This exercise calls for the line with "Objective: a point on each instance of the date", the line with "Objective: a point on each instance of the maroon", and all lines between them in the material below, output exactly and with no other lines.

__EXERCISE MATERIAL__
--

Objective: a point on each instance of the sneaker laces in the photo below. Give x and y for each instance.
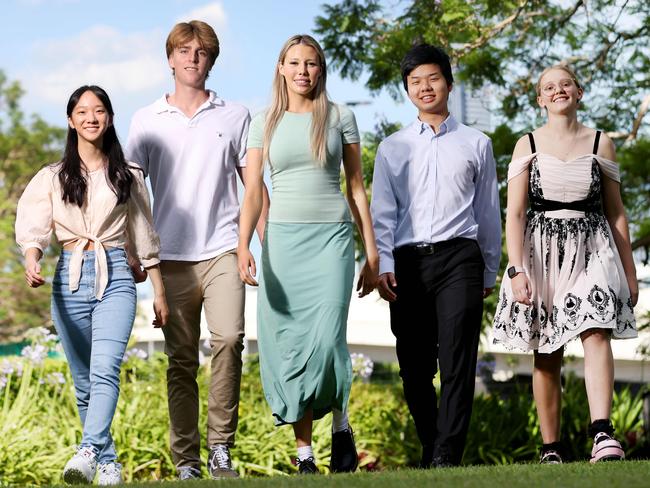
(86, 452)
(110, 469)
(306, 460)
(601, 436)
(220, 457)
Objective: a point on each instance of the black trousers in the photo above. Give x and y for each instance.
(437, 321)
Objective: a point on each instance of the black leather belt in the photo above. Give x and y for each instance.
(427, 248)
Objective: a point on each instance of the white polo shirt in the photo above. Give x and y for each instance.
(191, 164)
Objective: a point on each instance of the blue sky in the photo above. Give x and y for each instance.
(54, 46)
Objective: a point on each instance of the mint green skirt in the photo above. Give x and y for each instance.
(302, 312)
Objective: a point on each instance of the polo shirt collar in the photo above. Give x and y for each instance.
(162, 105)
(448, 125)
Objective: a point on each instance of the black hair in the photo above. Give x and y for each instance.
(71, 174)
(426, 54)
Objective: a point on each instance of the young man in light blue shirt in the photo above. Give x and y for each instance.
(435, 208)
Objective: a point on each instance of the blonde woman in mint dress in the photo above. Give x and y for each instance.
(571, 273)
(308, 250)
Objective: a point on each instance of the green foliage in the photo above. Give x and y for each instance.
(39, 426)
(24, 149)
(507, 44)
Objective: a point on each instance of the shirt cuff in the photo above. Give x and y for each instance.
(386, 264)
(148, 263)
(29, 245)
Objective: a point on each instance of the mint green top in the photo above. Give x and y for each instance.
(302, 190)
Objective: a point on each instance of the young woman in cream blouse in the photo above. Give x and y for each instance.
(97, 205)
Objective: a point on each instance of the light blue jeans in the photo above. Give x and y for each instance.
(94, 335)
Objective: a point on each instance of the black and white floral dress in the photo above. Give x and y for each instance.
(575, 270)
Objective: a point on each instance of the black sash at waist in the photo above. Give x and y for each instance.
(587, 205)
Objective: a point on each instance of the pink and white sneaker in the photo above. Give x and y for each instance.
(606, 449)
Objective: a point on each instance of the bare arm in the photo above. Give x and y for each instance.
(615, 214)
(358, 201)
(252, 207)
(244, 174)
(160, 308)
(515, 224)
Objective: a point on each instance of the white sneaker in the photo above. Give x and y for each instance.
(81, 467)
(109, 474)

--

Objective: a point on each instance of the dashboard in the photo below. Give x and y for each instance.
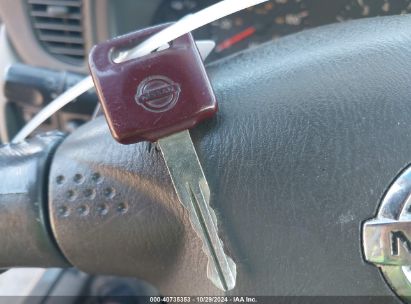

--

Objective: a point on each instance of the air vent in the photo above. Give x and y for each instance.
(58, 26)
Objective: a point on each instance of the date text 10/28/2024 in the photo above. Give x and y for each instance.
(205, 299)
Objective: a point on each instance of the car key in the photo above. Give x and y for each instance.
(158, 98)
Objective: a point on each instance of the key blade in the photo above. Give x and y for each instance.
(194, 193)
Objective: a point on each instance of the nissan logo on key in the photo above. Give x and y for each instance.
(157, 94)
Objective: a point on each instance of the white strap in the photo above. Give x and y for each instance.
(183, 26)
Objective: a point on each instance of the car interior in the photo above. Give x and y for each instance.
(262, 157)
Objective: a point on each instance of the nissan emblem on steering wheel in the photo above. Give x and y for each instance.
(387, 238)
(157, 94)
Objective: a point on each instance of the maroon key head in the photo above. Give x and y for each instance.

--

__PROBLEM SOLUTION__
Objective: a point on each instance of the date text 10/28/2024 in the photo above. Give x and y for each instance.
(205, 299)
Objective: a point on each instance of the car key in the photo above. Give x and y for each instance.
(158, 98)
Objective: a point on each instance of the key blade in the photo above. Give x and y for each instance.
(194, 193)
Objective: a point on each instance of the nissan logo on key in the photo above. Give x and y for each instance.
(157, 94)
Objective: a point on each instance of the white strap in the photo above. Give x and y for each instance.
(183, 26)
Objective: a point on each instance of the car interior in the photo above. Give x and y for each instance.
(262, 157)
Objective: a point on each instance of the nissan emblem on steering wheel in the photo above. Give x and y for each instance.
(387, 238)
(157, 94)
Objective: a point on each instance of the maroon key head in the photo above. Give x and y for each instance.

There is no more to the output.